**Task set:**
a) Answer these from the Joe Fafard biography:
(i) In what community and year was Fafard born?
(ii) From which university did he earn his Master of Fine Arts degree?
(iii) In what community did he settle to become a full-time sculptor?
b) Reproduce the part of the Joe Fafard biography starting with "Joe Fafard is" and going on through "cities across Canada.".

**Page extract:**
BEGIN
Joe Fafard is an internationally acclaimed artist who was born in the small farming community of Ste. Marthe, Saskatchewan in 1942.When he was a boy growing up on the farm, he would draw pictures of horses in his spare moments. People began to notice his ability to sketch animals and told him he would be an artist someday. Some of his most well-known works are tied to his rural prairie roots, such his bronze sculptures of cows that are displayed in many public places in major cities across Canada.
Fafard received his Bachelor of Fine Arts degree from the University of Manitoba in 1966, and then earned his Master of Fine Arts degree from Pennsylvania State University in 1968. He taught art at the Regina Campus of the University of Saskatchewan from 1968 to 1974, but left teaching to settle in the small community of Pense, just west of Regina, where he became a full-time sculptor. Fafard was part of a significant art movement in Saskatchewan that pushed back against the dominance of abstract artwork in the sixties and seventies. The Saskatchewan branch of this movement was greatly influenced by California Funk artists such as David Gilhooly.
END
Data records
BEGIN
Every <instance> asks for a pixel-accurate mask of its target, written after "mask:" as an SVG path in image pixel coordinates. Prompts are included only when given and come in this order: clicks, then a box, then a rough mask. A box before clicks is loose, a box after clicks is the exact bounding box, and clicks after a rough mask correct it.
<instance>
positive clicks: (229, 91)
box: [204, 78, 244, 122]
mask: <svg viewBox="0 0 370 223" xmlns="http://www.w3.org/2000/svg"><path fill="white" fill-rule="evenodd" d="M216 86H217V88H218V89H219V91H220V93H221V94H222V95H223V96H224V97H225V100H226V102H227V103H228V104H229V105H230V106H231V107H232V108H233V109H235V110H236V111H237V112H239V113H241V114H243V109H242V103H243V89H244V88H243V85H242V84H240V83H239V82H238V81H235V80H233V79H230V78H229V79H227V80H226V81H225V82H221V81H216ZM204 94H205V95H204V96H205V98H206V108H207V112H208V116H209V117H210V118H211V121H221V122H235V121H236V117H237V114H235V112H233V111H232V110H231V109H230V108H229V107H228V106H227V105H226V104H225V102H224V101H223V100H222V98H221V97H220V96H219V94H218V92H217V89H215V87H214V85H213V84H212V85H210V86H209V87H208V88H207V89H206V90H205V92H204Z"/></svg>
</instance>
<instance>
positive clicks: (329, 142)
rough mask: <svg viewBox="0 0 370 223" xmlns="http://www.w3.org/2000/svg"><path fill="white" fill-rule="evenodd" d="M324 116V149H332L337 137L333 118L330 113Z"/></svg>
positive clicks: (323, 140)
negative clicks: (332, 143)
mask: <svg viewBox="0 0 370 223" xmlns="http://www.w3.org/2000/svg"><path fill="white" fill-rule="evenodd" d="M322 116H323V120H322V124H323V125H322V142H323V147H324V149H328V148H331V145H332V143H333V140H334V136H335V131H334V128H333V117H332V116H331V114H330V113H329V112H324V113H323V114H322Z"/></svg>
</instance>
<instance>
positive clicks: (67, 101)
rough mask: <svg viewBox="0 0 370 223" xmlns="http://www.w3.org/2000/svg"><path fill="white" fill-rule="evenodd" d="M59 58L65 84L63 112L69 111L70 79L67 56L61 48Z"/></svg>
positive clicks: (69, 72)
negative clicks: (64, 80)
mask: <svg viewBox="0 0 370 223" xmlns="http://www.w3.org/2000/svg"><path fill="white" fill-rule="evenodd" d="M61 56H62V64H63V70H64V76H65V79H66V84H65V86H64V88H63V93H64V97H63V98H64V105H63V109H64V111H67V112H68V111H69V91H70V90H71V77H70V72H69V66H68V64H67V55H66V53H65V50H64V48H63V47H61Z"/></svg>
END
**Set of answers:**
a)
(i) Ste. Marthe, Saskatchewan, in 1942
(ii) Pennsylvania State University
(iii) Pense

b)
Joe Fafard is an internationally acclaimed artist who was born in the small farming community of Ste. Marthe, Saskatchewan in 1942.When he was a boy growing up on the farm, he would draw pictures of horses in his spare moments. People began to notice his ability to sketch animals and told him he would be an artist someday. Some of his most well-known works are tied to his rural prairie roots, such his bronze sculptures of cows that are displayed in many public places in major cities across Canada.